### Gegebene Anfrage
Gib die folgenden Daten vollständig und Zeile für Zeile unverändert aus. Lass dabei die Bilder weg.

### Daten
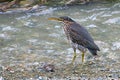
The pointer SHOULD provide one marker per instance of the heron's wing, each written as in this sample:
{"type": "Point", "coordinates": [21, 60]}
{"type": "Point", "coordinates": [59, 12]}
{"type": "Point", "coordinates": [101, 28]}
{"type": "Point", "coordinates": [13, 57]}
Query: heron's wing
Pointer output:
{"type": "Point", "coordinates": [80, 35]}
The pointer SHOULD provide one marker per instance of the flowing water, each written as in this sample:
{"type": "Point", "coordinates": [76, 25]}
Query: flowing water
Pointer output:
{"type": "Point", "coordinates": [29, 38]}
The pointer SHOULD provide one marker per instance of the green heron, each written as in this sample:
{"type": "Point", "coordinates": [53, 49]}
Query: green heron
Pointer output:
{"type": "Point", "coordinates": [78, 36]}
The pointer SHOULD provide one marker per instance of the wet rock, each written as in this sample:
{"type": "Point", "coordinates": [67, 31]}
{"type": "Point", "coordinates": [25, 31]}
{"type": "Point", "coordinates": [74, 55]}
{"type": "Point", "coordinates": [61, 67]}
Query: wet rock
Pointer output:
{"type": "Point", "coordinates": [49, 68]}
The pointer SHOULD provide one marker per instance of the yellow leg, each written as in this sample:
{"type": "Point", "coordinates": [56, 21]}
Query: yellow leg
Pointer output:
{"type": "Point", "coordinates": [74, 56]}
{"type": "Point", "coordinates": [82, 56]}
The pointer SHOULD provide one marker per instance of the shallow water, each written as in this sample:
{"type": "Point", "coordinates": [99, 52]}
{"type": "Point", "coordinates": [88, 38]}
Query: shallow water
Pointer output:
{"type": "Point", "coordinates": [29, 37]}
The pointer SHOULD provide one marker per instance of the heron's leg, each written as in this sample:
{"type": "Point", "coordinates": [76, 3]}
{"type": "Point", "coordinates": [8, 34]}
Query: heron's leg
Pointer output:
{"type": "Point", "coordinates": [83, 56]}
{"type": "Point", "coordinates": [74, 56]}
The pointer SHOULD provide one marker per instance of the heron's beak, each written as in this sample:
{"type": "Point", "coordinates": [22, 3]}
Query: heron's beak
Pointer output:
{"type": "Point", "coordinates": [57, 19]}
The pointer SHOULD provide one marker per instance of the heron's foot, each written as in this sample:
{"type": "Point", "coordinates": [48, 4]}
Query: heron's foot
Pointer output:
{"type": "Point", "coordinates": [83, 56]}
{"type": "Point", "coordinates": [74, 57]}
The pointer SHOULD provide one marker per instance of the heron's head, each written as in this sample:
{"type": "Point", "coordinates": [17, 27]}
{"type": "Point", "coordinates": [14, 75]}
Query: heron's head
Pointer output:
{"type": "Point", "coordinates": [64, 19]}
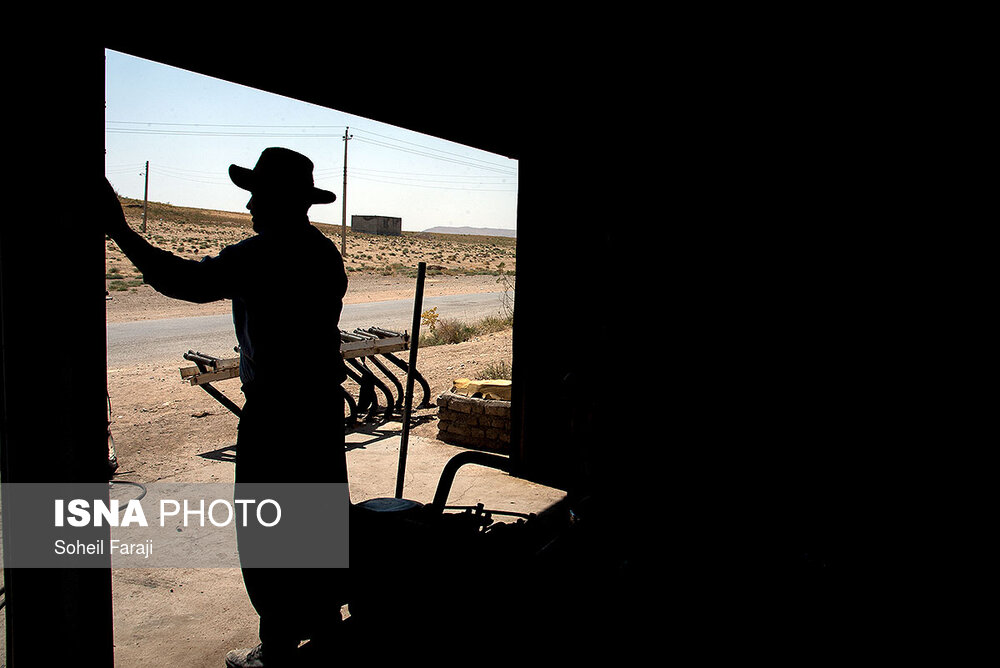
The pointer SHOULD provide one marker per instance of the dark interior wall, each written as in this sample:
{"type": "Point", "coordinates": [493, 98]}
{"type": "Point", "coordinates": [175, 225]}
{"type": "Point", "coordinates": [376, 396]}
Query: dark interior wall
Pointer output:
{"type": "Point", "coordinates": [53, 363]}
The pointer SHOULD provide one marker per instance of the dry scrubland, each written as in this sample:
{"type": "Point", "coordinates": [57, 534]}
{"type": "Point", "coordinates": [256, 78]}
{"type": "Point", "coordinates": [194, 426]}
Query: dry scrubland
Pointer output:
{"type": "Point", "coordinates": [195, 233]}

### Erwartete Antwort
The pointer SHOULD provide one marker per instance of the heron's wing, each written as in this sample:
{"type": "Point", "coordinates": [21, 60]}
{"type": "Point", "coordinates": [59, 12]}
{"type": "Point", "coordinates": [101, 28]}
{"type": "Point", "coordinates": [13, 57]}
Query: heron's wing
Pointer output:
{"type": "Point", "coordinates": [80, 35]}
The pointer SHOULD provide one marker per instance of the flowing water, each written as in this sample:
{"type": "Point", "coordinates": [76, 25]}
Query: flowing water
Pointer output:
{"type": "Point", "coordinates": [29, 38]}
The pointer SHOULD provide one marker per instance of the green heron, each written as in this sample:
{"type": "Point", "coordinates": [53, 49]}
Query: green heron
Pointer output:
{"type": "Point", "coordinates": [78, 36]}
The pointer SHOULD provide one marker per instance of the wet rock, each written as in this sample:
{"type": "Point", "coordinates": [67, 31]}
{"type": "Point", "coordinates": [25, 31]}
{"type": "Point", "coordinates": [74, 55]}
{"type": "Point", "coordinates": [61, 67]}
Query: wet rock
Pointer output:
{"type": "Point", "coordinates": [49, 68]}
The pointer SHOULD provide one marker per instance of the yellow leg, each written as in this sample:
{"type": "Point", "coordinates": [56, 21]}
Query: yellow leg
Pointer output:
{"type": "Point", "coordinates": [74, 56]}
{"type": "Point", "coordinates": [82, 56]}
The pointer SHOULD provide one marker per instance of the shallow water, each written as in this sample:
{"type": "Point", "coordinates": [99, 52]}
{"type": "Point", "coordinates": [88, 38]}
Query: shallow water
Pointer output:
{"type": "Point", "coordinates": [29, 37]}
The pointer SHOULD provide one marker per instance of the heron's leg, each written as in this sample:
{"type": "Point", "coordinates": [76, 3]}
{"type": "Point", "coordinates": [8, 34]}
Query: heron's leg
Pointer output:
{"type": "Point", "coordinates": [83, 56]}
{"type": "Point", "coordinates": [74, 56]}
The pointer SHOULD provide one marker per instance of the heron's beak, each written as in this sample:
{"type": "Point", "coordinates": [22, 3]}
Query: heron's beak
Pointer output:
{"type": "Point", "coordinates": [57, 19]}
The pointer SHOULD provide one marker per instance of the heron's foot, each written as in this sample:
{"type": "Point", "coordinates": [48, 4]}
Query: heron's foot
Pointer output:
{"type": "Point", "coordinates": [83, 56]}
{"type": "Point", "coordinates": [74, 57]}
The pointer SHOULD provide one marker per instance of the heron's head, each written as in this sample:
{"type": "Point", "coordinates": [17, 27]}
{"type": "Point", "coordinates": [14, 75]}
Query: heron's head
Pointer output:
{"type": "Point", "coordinates": [64, 19]}
The pointer SHOULD provide one marker per instance of the dark interior wall, each written as in this sample:
{"type": "Point", "coordinates": [493, 98]}
{"type": "Point", "coordinates": [175, 225]}
{"type": "Point", "coordinates": [376, 396]}
Query: dark interior wall
Pointer output:
{"type": "Point", "coordinates": [53, 363]}
The pointer SHOULD provide one marker per instance of the dry scrubland, each written as in this sample:
{"type": "Point", "coordinates": [57, 534]}
{"type": "Point", "coordinates": [256, 78]}
{"type": "Point", "coordinates": [194, 426]}
Query: dry scrubland
Pointer output:
{"type": "Point", "coordinates": [195, 233]}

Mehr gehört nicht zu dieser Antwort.